__EXERCISE GOAL__.
Set down the data that follows, exactly and completely.

Point localization data

####

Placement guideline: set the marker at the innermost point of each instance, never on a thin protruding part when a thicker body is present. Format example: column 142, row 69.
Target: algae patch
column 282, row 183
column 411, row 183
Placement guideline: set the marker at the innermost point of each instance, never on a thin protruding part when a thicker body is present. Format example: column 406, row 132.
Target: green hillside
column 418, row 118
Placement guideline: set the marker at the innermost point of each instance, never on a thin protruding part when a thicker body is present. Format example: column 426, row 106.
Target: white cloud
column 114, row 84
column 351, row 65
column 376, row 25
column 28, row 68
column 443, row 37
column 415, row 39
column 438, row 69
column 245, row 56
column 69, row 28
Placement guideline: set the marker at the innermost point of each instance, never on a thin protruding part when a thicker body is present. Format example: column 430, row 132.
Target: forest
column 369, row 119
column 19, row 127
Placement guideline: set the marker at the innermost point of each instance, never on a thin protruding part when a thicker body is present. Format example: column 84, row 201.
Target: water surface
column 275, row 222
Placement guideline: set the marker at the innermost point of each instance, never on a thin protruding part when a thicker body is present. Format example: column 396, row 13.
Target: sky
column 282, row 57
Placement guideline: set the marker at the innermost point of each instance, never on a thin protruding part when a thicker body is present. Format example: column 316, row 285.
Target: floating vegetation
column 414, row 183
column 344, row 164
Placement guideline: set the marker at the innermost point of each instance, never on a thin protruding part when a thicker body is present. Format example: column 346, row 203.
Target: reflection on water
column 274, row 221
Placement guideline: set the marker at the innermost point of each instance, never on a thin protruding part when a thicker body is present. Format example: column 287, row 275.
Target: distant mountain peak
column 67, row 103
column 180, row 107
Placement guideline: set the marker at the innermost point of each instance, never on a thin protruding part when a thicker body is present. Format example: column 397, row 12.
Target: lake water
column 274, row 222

####

__PROBLEM SOLUTION__.
Placement guideline: set the marker at the innermost point of each instance, never on a thin protruding part when a thicker body is present. Format example: column 142, row 69.
Target: algae patch
column 282, row 183
column 411, row 183
Placement guideline: set the marker at the innermost point of each instance, never on a thin protruding part when a thicker body is present. Format example: column 406, row 132.
Target: green hillside
column 418, row 118
Placement guideline: set the marker at the innermost point of each instance, never on a thin protruding part when a thicker body is present. Format example: column 426, row 106.
Target: white cloud
column 114, row 84
column 351, row 65
column 376, row 25
column 28, row 68
column 443, row 37
column 415, row 39
column 438, row 69
column 245, row 56
column 69, row 28
Placement guideline: set the marker at the innermost point of each instance, never on a thin protruding part when a thicker body is present. Format example: column 430, row 132.
Target: forest
column 369, row 119
column 19, row 127
Placement guideline: set the marker at the innermost point of each instance, never on a thin protruding part when a thicker body is present. Format example: column 84, row 201.
Target: water surface
column 275, row 222
Placement guideline: set the marker at the innermost point of each instance, never on a thin protruding part when a thicker body is present. Format example: column 396, row 13.
Target: sky
column 282, row 57
Placement guideline: set the marker at the innermost point of each instance, never on a thin protruding part when a thicker body is present. Format example: column 316, row 285.
Target: floating vegetation
column 414, row 183
column 344, row 164
Placement guideline: set the marker at the innermost point of each instance, never on a thin protruding part when a thicker body is present. Format example: column 346, row 203.
Target: reflection on water
column 274, row 221
Placement guideline: set the marker at the innermost point of each instance, never on a thin protruding part when a thicker body is present. Format example: column 287, row 275.
Target: distant mountain peak
column 67, row 103
column 180, row 107
Placement guideline: set the marker at the innermost point of each instance, never on a thin protruding part when a thicker body is present. Format example: column 397, row 12.
Target: lake water
column 274, row 222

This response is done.